## AUFGABENSTELLUNG 1
Beantworten Sie anhand des Reiseberichts diese Fragen:
(a) In welchem Jahr ließ Edouard Baierlé das Hotel bauen?
(b) Wie groß ist der Neuenburger See?
(c) Wie viele der von Pestalozzi gegründeten Schulen richtete er im Schloss von Yverdon ein?
## AUFGABENSTELLUNG 2
Prüfen Sie, ob die folgenden Aussagen mit dem Reisebericht übereinstimmen. Antworten Sie jeweils mit Ja oder Nein und belegen Sie die Antwort mit einem wörtlichen Zitat.
(a) Der Neuenburger See ist größer als der Bodensee.
(b) Das Hotel liegt 1200 m über dem Meeresspiegel.
(c) Die Menhire im Park am Seeufer wurden vor etwa 6000 Jahren aufgestellt.

## TEXTABSCHNITT
>>>
Nordwestschweiz - Uhren, Schokolade, Käse, Wein...
Ein Reisebericht von Peter Großer
Ein Reisebericht von
Peter Großer

Dienstag, 09.09.2014

Der Begriff Schweiz wird immer mit den Alpen verbunden. Dabei vergisst man oft, dass auf der ganzen Länge zwischen der Schweiz und Frankreich, zwischen Genf und Basel, sich ein zweiter Gebirgszug entlangstreckt. Er hat auch ursächlich mit den Alpen zu tun. Als Folge der Auffaltung der Alpen - sie liegt mit etwa 60 Millionen Jahren, erdgeschichtlich gemessen, noch nicht lange zurück - wurde durch den Druck ehemaliger Meeresboden hochgehoben. So entstand ein Gebirge aus Kalk- und Sandstein, niedriger als die Alpen, aber nicht weniger schön. Und so ist diese Fahrt auch für Gäste, die die Schweiz schon von mehreren Reisen kennen, eine Reise in ein Neuland. Besonders angenehm ist es, dass sich unser Hotel nicht
In einer Stadt am Fuße des Gebirges befindet, sondern hoch über dem größten See der Schweiz, dem Neuenburger See. Er ist zwar kleiner als der Lac Leman („Genfer See") und der Bodensee, aber er gehört der Schweiz ganz allein. 1200 m über dem Meeresspiegel hatte der Unternehmer Edouard Baierlé 1898 ein Hotel im Geschmack der Zeit, der Belle Epoque, bauen lassen, in dem die Gäste die klare Höhenluft genießen konnten. Natürlich wurde später viel angebaut, ein weiterer Flügel, eine Schwimmhalle, ein Fitnessraum, eine Aussichtsterrasse. Eine ideale Ausgangsposition für die Ausflüge der nächsten Tage, wenn auch der Buschauffeur bei der Fahrt nach oben über Serpentinen mächtig am Lenkrad drehen muss. Im Belle-Epoque-Saal nehmen wir in aller Ruhe unser Abendessen ein.

Mittwoch, 10.09.2014

Der Tagesausflug beginnt am Neuenburger See. Am Südende des 218 km² großen Sees liegt die Stadt Yverdon, die später den Zusatz „les-Bains" - Bäderstadt erhielt. In der Stadt waren Kelten und Römer, aber wir werden noch sehen, die Besiedlung ist schon viel eher erfolgt. Im Mittelalter war der Ort bedeutender Umschlagsplatz für Salz aus der Freigrafschaft Burgund, das über den Neuenburger See weiterverschifft wurde. Jeannine Dufour führt uns durch die kleine Altstadt und zeigt uns auch Innenhöfe, die man sonst übersehen hätte. Am Schloss, eine trutzige Burg aus Savoyer-Zeit, steht das Denkmal Pestalozzis, der darin 2 der von ihm gegründeten 4 Schulen einrichtete. In einem Park am Seeufer, der erst nach der Absenkung des Seeniveaus entstand, stehen Menhire in Reihenanordnungen, die vor etwa 6000 Jahren hier aufgestellt wurden.
<<<
## EINTRÄGE
>>>
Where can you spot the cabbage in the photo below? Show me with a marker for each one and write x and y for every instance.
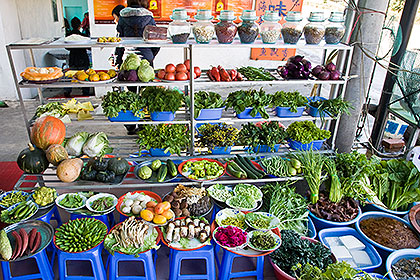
(97, 145)
(75, 143)
(132, 62)
(145, 71)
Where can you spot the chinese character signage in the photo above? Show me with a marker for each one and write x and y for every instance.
(282, 6)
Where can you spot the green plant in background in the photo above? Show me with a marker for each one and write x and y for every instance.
(292, 99)
(116, 101)
(171, 137)
(205, 100)
(160, 99)
(257, 99)
(267, 133)
(306, 132)
(217, 135)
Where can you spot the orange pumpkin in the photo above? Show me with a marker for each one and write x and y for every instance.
(47, 131)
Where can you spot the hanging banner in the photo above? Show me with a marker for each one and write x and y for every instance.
(282, 6)
(162, 9)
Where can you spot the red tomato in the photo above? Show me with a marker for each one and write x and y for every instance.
<<<
## ERGEBNIS 1
(a) 1898
(b) 218 km²
(c) 2 seiner 4 Schulen

## ERGEBNIS 2
(a) Nein: „Er ist zwar kleiner als der Lac Leman („Genfer See") und der Bodensee"
(b) Ja: „1200 m über dem Meeresspiegel hatte der Unternehmer Edouard Baierlé 1898 ein Hotel im Geschmack der Zeit, der Belle Epoque, bauen lassen"
(c) Ja: „stehen Menhire in Reihenanordnungen, die vor etwa 6000 Jahren hier aufgestellt wurden"